◆ **WHAT THIS EXERCISE ASKS**:
a - Render the records as a Markdown table with the columns Row and Line, starting at the line that contains "Please mark the rocky mountain" and ending at the end of the records. Give each non-blank line its own row, numbered in order.
b - Write the next part of the article on the UN report about terrorists' use of the internet, picking up after its final sentence.

===== SOURCE EXCERPT

A United Nations report has urged governments to reach a consensus on surveillance regulations to prevent terrorists operating online.
The United Nations Office on Drugs and Crime (UNODC) said that despite international recognition of the threat posed by terrorists use of the internet, a concerted strategy to address online activity has been lacking.
According to the UNODC the internet is used in number of ways to support acts of terrorism. This can include posting propaganda for the purposes of recruitment and radicalisation, training, financing, as well as planning and executing physical acts of terrorism. Sites such as Facebook and Youtube are mentioned as platforms used by terrorists.
However, the UNODC asserts that, equally, the tools made available by the internet should be used by government of the UN’s member states to prevent and deter acts of terrorism. For example the internet could be used to gather intelligence to prevent acts of terrorism, or to build a case for the prosecution of such acts. Countering terrorist propaganda by engaging potential recruits to a terrorist cause in “constructive dialogue” is cited as a way to address radicalisation.

==========
===== INPUT ROWS

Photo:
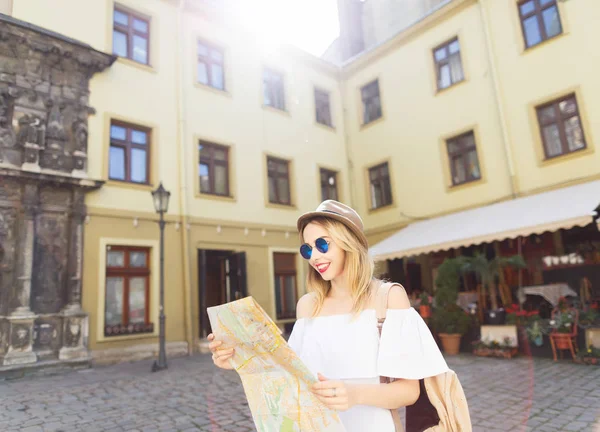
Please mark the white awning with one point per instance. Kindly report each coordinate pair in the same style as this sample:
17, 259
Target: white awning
549, 211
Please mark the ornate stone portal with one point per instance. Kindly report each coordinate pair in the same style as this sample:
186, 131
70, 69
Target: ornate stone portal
44, 92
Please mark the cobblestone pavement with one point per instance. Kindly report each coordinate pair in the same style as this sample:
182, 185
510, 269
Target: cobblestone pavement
192, 395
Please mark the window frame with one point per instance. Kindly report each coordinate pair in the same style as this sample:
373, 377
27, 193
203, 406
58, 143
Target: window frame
380, 177
130, 31
126, 272
268, 88
281, 274
559, 121
462, 153
277, 174
212, 162
208, 61
374, 82
128, 145
446, 62
325, 98
323, 181
537, 12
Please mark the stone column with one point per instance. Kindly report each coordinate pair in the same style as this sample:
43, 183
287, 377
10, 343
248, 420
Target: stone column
74, 318
21, 319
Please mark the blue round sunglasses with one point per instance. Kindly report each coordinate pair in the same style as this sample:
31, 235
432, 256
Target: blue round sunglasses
321, 245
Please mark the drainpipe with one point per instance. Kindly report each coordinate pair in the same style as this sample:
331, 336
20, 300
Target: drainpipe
182, 178
346, 134
498, 98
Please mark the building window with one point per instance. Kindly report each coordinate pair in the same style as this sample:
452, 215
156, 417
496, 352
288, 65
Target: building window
540, 20
274, 92
286, 291
279, 181
323, 108
560, 126
131, 35
462, 155
127, 291
129, 158
328, 184
213, 168
448, 64
371, 102
381, 189
211, 71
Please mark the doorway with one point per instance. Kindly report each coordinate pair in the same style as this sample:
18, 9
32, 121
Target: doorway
221, 279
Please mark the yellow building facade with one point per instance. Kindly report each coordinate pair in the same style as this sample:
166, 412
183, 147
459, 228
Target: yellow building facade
247, 136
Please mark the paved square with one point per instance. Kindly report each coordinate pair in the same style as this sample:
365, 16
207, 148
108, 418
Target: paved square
192, 395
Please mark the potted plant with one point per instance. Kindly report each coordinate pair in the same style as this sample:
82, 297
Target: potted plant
449, 320
590, 356
487, 271
495, 349
451, 323
425, 305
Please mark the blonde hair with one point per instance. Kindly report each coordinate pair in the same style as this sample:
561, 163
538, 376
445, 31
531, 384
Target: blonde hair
358, 266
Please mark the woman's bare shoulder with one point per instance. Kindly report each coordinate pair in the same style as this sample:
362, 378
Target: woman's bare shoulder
398, 299
306, 305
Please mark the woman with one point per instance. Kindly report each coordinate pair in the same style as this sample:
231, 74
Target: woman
336, 334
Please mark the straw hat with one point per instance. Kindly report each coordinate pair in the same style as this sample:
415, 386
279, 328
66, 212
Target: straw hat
342, 213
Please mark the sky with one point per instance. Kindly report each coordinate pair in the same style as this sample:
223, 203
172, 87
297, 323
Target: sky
308, 24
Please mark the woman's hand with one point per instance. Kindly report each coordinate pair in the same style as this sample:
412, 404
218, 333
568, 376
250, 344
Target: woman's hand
220, 356
336, 395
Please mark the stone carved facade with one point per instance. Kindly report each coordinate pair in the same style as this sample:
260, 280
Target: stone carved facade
44, 92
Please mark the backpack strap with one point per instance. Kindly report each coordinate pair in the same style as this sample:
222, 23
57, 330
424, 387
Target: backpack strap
381, 301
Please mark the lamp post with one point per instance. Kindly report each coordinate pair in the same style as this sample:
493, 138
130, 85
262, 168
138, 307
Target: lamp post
161, 205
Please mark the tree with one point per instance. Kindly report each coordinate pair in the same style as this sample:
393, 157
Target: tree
488, 270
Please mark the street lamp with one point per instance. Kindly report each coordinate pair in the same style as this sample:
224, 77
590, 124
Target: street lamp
161, 205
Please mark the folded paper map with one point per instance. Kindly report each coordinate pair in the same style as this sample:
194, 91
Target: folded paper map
276, 382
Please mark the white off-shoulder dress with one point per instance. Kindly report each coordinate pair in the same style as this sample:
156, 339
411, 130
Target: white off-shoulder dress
347, 347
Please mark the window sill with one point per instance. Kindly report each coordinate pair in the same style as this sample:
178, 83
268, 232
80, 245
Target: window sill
215, 197
446, 89
326, 127
364, 126
129, 330
466, 185
381, 208
281, 206
129, 185
214, 90
283, 112
133, 63
566, 157
526, 50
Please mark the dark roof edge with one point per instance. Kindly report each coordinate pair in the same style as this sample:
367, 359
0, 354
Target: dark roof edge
43, 31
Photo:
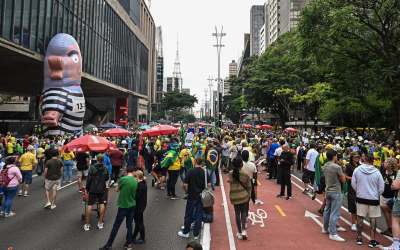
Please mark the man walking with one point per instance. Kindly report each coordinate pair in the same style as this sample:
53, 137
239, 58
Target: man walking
97, 189
286, 160
53, 170
334, 177
28, 163
368, 183
127, 186
194, 185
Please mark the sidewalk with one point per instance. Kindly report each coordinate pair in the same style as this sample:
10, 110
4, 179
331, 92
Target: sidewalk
289, 224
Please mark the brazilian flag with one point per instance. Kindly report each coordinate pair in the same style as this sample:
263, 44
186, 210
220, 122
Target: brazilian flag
169, 159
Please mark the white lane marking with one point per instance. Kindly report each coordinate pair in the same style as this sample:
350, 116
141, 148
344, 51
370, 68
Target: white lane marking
232, 245
69, 184
341, 218
206, 236
314, 217
258, 217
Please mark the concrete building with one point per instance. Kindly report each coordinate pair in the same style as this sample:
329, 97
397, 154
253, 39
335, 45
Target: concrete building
256, 22
117, 41
159, 70
281, 17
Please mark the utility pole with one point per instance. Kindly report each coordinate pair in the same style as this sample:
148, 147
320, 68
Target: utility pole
218, 36
210, 85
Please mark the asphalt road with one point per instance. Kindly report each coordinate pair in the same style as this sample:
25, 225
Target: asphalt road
35, 228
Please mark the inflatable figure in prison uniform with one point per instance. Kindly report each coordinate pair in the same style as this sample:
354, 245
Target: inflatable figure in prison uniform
62, 103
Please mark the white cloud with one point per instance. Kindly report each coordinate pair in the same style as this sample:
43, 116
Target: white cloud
194, 21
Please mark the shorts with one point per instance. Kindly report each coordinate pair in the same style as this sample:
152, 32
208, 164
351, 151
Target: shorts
308, 176
97, 198
384, 201
370, 211
82, 173
52, 184
351, 202
396, 208
26, 176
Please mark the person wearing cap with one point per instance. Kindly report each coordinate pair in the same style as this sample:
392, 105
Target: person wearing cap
368, 183
96, 187
28, 163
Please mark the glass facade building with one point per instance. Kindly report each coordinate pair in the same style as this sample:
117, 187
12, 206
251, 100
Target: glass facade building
110, 49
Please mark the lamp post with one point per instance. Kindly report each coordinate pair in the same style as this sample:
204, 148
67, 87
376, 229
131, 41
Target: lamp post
218, 36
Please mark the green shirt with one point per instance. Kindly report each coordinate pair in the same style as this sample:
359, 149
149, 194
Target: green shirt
127, 192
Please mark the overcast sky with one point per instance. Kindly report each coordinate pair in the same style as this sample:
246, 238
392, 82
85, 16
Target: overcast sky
193, 21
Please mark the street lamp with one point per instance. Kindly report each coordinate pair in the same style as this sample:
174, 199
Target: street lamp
219, 45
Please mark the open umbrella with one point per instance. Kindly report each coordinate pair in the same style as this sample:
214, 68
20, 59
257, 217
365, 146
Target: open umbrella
160, 130
109, 125
266, 126
291, 130
90, 143
115, 132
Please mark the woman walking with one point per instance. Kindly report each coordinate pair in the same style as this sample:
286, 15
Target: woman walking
239, 194
11, 188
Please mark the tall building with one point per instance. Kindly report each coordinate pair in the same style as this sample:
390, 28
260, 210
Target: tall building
281, 17
175, 82
256, 22
159, 69
117, 42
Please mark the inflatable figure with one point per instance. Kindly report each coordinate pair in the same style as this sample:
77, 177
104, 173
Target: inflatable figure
62, 103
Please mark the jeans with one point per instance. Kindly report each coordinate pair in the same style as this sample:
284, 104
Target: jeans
285, 181
332, 211
193, 213
171, 181
68, 170
139, 225
9, 195
241, 213
123, 213
211, 174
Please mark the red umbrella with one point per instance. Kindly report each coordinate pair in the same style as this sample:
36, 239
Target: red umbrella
90, 143
115, 132
291, 130
266, 126
160, 130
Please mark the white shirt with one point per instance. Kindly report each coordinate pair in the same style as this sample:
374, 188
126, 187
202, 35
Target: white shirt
249, 168
311, 156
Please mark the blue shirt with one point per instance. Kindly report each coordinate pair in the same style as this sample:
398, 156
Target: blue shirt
272, 149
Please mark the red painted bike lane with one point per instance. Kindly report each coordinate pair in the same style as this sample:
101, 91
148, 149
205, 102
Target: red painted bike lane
286, 226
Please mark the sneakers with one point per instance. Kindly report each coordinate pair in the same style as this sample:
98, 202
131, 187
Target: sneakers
336, 237
48, 205
244, 235
181, 234
10, 214
373, 243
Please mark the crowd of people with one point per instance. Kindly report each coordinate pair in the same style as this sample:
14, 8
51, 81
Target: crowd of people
361, 167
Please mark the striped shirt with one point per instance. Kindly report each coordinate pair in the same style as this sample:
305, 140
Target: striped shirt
70, 103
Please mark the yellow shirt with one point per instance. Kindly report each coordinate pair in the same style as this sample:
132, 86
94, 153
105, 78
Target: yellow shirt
10, 148
40, 153
27, 160
68, 156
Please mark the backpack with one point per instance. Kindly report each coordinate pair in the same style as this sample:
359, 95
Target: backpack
4, 178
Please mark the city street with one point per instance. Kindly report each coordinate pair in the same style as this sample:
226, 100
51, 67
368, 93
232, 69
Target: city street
36, 228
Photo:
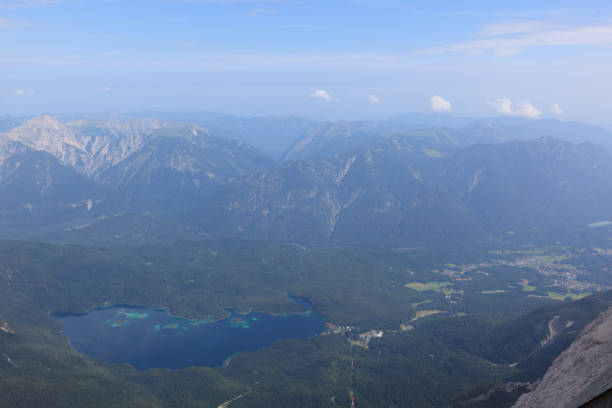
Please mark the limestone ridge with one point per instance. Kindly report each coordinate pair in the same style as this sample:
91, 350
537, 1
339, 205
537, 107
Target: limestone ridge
579, 374
88, 147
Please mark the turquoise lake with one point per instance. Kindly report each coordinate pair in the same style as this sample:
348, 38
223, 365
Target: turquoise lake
151, 338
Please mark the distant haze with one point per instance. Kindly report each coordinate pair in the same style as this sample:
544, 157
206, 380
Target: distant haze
328, 60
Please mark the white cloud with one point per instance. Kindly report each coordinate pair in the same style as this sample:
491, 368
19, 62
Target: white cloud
523, 108
439, 104
503, 41
373, 99
513, 27
321, 94
6, 23
526, 108
556, 109
15, 4
503, 105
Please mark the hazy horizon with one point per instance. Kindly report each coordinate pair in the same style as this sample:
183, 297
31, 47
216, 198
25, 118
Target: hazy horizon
363, 59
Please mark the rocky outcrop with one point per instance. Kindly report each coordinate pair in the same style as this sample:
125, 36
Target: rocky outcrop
580, 373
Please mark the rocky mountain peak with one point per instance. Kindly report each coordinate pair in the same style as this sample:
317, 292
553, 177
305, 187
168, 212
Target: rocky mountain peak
580, 373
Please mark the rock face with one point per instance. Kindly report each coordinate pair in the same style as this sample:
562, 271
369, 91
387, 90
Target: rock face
580, 374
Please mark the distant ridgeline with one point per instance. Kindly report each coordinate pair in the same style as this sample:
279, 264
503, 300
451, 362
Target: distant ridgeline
447, 261
402, 182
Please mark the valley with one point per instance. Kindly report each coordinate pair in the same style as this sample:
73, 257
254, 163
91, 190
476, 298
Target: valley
425, 270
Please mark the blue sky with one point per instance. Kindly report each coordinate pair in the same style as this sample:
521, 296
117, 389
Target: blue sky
329, 59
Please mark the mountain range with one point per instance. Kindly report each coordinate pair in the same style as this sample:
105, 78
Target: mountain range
343, 183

==========

◆ **RESPONSES**:
a -
| Row | Line |
|---|---|
| 1 | Please mark the rocky mountain peak with one point per instance. Kindly report each coordinate pair in the same style as this sample: |
| 2 | 317, 292 |
| 3 | 553, 177 |
| 4 | 305, 187 |
| 5 | 168, 212 |
| 6 | Target: rocky mountain peak |
| 7 | 580, 373 |
| 8 | Please mark the rock face with one point per instance. Kindly report each coordinate pair in the same style as this sample: |
| 9 | 562, 271 |
| 10 | 369, 91 |
| 11 | 387, 90 |
| 12 | Target: rock face |
| 13 | 580, 374 |
| 14 | Please mark the distant ridgeline with one point per instance. Kindly report each coordinate pair in the same style as this sample: |
| 15 | 279, 264 |
| 16 | 503, 300 |
| 17 | 451, 362 |
| 18 | Target: distant ridgeline |
| 19 | 447, 261 |
| 20 | 402, 182 |
| 21 | Please mark the valley with one point per instance. Kindly report each coordinate pair in the same style as this sample: |
| 22 | 73, 257 |
| 23 | 254, 163 |
| 24 | 91, 190 |
| 25 | 476, 298 |
| 26 | Target: valley |
| 27 | 425, 270 |
| 28 | Please mark the blue sky with one point per instance. Kindly report each coordinate pair in the same style as this sample: |
| 29 | 521, 296 |
| 30 | 117, 389 |
| 31 | Target: blue sky |
| 32 | 329, 59 |
| 33 | Please mark the mountain range with one point per instance. Kindly report each coordinate pair in the same style as this sample: |
| 34 | 105, 78 |
| 35 | Target: mountain range |
| 36 | 343, 183 |

b -
The 148-page report goes on to acknowledge that overly-stringent anti-terrorism measures create problems surrounding privacy and human rights of citizens, such as tighter controls on ISPs to block access to content.
The report reads: “The issue of the extent to which Governments should regulate terrorism-related content on the Internet is problematic, requiring the balancing of law enforcement and human rights considerations (e.g. the right to freedom of expression).”
The report suggests that there should be more of consensus among member states over retention of data by ISPs, with policies varying across the world. For example, efforts in the EU to create a cohesive approach have been “problematic”.
Such a strategy involves developing a “universally accepted regulatory framework” in member states for consistent regulations on all ISPs “regarding the type and duration of customer usage data to be retained”. This would be of considerable benefit to law enforcement and intelligence agencies investigating terrorism cases, the report claimed.
However, the report does seem to promote greater use of surveillance:
“Countering terrorist use of the internet may involve the surveillance and collection of information relating to suspects,” the report states, though it adds safeguards should be in place to “prevent abuse of secret surveillance tools”.
It also contends that governments should create clearer guidance on how private sectors operators assist in undertaking electronic monitoring, surveillance or interception activities on public communications.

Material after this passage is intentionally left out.